WHAT THIS TASK INVOLVES - Type out every entry again, character for character.

____________________

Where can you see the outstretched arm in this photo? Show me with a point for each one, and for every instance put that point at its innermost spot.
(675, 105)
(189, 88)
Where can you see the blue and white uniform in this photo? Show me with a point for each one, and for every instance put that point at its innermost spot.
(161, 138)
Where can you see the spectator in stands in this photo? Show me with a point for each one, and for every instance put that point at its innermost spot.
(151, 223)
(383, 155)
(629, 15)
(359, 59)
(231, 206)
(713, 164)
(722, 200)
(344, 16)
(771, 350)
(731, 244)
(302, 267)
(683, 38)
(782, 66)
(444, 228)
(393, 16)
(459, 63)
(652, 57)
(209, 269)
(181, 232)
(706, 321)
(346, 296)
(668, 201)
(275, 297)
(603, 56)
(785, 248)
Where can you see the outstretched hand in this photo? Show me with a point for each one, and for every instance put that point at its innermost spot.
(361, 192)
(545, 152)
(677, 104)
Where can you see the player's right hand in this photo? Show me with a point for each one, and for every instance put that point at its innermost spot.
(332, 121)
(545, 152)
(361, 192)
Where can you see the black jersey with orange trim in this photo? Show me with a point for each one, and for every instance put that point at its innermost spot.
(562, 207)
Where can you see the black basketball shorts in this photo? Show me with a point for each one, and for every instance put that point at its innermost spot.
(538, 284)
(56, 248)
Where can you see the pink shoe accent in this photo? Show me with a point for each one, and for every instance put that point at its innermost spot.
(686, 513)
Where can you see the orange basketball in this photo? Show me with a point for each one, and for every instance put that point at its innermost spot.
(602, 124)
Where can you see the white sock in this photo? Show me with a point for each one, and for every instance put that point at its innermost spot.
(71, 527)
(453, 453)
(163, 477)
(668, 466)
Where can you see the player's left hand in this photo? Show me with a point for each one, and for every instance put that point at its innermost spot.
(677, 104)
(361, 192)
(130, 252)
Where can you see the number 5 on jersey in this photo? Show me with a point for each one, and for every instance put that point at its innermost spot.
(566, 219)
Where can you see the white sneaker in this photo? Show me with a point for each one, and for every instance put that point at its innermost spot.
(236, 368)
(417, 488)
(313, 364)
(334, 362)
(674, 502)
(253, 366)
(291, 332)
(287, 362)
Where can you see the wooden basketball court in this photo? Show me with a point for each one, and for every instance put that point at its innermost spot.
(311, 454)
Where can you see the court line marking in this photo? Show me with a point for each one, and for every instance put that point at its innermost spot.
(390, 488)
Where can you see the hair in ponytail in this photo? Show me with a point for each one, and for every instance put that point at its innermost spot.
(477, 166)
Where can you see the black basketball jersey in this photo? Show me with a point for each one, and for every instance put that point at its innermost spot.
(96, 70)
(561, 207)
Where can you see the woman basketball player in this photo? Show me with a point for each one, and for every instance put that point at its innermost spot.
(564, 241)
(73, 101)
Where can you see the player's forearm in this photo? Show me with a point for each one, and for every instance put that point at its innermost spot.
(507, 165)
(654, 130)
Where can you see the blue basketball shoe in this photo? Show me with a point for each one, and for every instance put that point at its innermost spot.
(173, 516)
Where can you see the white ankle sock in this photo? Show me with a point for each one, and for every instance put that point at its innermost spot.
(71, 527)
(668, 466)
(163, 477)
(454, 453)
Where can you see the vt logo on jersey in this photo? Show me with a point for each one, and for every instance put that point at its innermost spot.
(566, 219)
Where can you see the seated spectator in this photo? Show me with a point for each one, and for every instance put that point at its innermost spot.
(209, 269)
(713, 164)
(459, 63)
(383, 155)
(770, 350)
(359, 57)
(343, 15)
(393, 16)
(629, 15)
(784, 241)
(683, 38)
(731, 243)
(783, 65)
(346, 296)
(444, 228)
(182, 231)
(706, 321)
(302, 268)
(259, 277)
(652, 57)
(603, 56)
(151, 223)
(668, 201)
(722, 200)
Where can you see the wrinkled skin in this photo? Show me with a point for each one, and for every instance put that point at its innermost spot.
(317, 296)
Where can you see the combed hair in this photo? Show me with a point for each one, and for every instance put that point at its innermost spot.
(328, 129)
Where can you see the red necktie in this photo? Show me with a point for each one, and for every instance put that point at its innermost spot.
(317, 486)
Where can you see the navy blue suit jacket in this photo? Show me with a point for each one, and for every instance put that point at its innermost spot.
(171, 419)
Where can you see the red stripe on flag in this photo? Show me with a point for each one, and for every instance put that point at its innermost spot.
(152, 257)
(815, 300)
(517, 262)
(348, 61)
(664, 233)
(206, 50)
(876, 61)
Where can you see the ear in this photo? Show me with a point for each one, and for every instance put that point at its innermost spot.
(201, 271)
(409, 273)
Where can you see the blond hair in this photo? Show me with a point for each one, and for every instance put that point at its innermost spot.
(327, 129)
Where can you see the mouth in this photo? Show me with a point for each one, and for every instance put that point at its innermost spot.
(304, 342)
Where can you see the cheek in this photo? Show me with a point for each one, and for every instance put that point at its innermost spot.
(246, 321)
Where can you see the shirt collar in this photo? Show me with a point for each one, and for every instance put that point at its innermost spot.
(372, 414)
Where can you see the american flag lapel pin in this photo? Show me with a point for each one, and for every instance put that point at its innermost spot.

____________________

ANSWER TO THIS EXERCISE -
Where can you see the outstretched arm in this photo? Show me with a point for each one, and for every instance put that point at its innermost spot.
(675, 105)
(189, 88)
Where can you see the blue and white uniform in this photo? Show me with a point for each one, and for every instance put that point at its innermost spot.
(161, 138)
Where can you see the spectator in stands in this photo? Show me with a point for each one, and for every instance put that point at its innermost spot.
(151, 223)
(383, 155)
(629, 15)
(359, 59)
(231, 206)
(713, 164)
(722, 200)
(344, 16)
(771, 350)
(731, 244)
(302, 267)
(683, 38)
(782, 66)
(444, 228)
(393, 16)
(459, 63)
(652, 57)
(209, 269)
(181, 232)
(706, 321)
(346, 296)
(668, 201)
(275, 297)
(603, 56)
(785, 248)
Where can you see the outstretched hand in this photo? Show me with a point for each one, and for every instance put that point at its innermost spot.
(361, 192)
(545, 152)
(677, 104)
Where can you see the player's right hand in this photo? Show me with a point for each one, and for every instance put that point at its innermost spot.
(332, 121)
(545, 152)
(361, 192)
Where can you see the black jersey with orange trim in this photo? Show me with a point for each one, and for every instance put that point at its innermost spot.
(562, 207)
Where can you see the black basketball shorts in this photo? Show me with a point for each one, and for every instance put that point at its innermost spot.
(538, 284)
(56, 248)
Where can you see the pink shoe accent in this photo? Show me with a point for each one, and for every instance put that point at its innermost spot.
(686, 513)
Where can you see the orange basketball in this photo? Show me with a point for each one, and for every instance put that point at its innermost spot.
(602, 124)
Where can you see the white sock in this photo? Show me with a point for each one, and for every instance put that point at its innermost spot.
(71, 527)
(453, 453)
(163, 477)
(668, 466)
Where can you see the player's left hand in this photo? Show me with a point for each one, and for every instance put that point at its innermost spot.
(677, 104)
(361, 192)
(130, 252)
Where can you see the number 5 on jersey in this photo? Show me with a point for each one, and for every instance put that point at its innermost spot.
(566, 219)
Where can you see the white sneaker in this photo? Show me with a point for each one, and for every instance put that point at its innermost spot.
(236, 368)
(417, 488)
(313, 364)
(334, 362)
(674, 502)
(253, 366)
(291, 332)
(287, 362)
Where can you see the wooden basketball court in this photo? Show me with a point for each one, and for every instance put that point at its innermost spot.
(311, 454)
Where can you see the court line marking in this photo? Show me with a point for each one, and for every instance put that point at its innermost spot.
(390, 488)
Where can you see the hair in ponytail in this photo? Show me with a point for each one, and for every instance put that point at its innermost spot.
(477, 166)
Where can you see the black basketball jersey in this photo? Show me with a point for each one, and for every instance put that point at its innermost spot.
(96, 70)
(561, 207)
Where can you see the woman basketball player in this photo? Show me with a point for each one, and for every instance put that point at its innermost spot.
(564, 241)
(73, 101)
Where can you see the player's forearm in this photo? Show me with a point for each one, and for every instance put that point at its innermost spot.
(507, 165)
(654, 130)
Where can you see the blue basketball shoe in this photo? Show me with a point for each one, and for every instance put that point at its innermost spot.
(173, 516)
Where can you see the white ankle sock in this photo? Show me with a point for each one, and for every instance put that point at its innermost spot.
(71, 527)
(668, 466)
(163, 477)
(454, 453)
Where can you see the vt logo on jersey in this photo? Show me with a point for each one, and for every instance put that point at its innermost spot.
(566, 219)
Where can you see the seated spectator in this photo? Show me with a point for each one, and for every instance put that point at its innermost spot.
(209, 269)
(713, 164)
(459, 63)
(383, 155)
(770, 350)
(359, 57)
(343, 15)
(393, 16)
(629, 15)
(784, 241)
(683, 38)
(731, 243)
(783, 65)
(346, 296)
(444, 228)
(182, 231)
(706, 321)
(302, 268)
(259, 277)
(652, 57)
(603, 56)
(151, 223)
(668, 201)
(722, 200)
Where can you see the wrinkled skin in this photo? Show me with a point for each one, and for every instance put that point at its innermost spot.
(317, 296)
Where can you see the combed hair in this photo? Show me with a point for each one, and for every instance put that point at its innermost spot.
(328, 129)
Where can you see the red necktie in this photo? Show me with a point for each one, and for every instance put that point at its innermost spot.
(317, 486)
Where can you see the navy blue suit jacket in this photo? Show me with a point for each one, and for every instance put that point at its innermost spot.
(171, 419)
Where can you see the red stripe on flag in this photo? Show me with a point for each one, and for every instance put that point at its innermost spot.
(152, 257)
(815, 300)
(517, 262)
(348, 61)
(664, 233)
(206, 50)
(876, 61)
Where can you see the ear in this photo? Show me with a point for each one, and for every instance put that point at its innermost spot.
(201, 271)
(409, 273)
Where can you see the blond hair in this photo? Show me with a point for each one, and for every instance put that point at its innermost spot.
(327, 129)
Where can you see the mouth in this photo? Show me with a point for each one, and for every instance put that point at its innermost spot.
(304, 342)
Where can you see the cheek in this photo? Show me with a point for each one, and for every instance put that point at its innermost spot.
(246, 321)
Where can you see the shirt collar in this photo? Show me with a point for each one, and for every instance put that point at its innermost spot.
(372, 414)
Where can you see the american flag lapel pin in this photo? Show me with a point for each one, and for every instance put that point at its innermost spot.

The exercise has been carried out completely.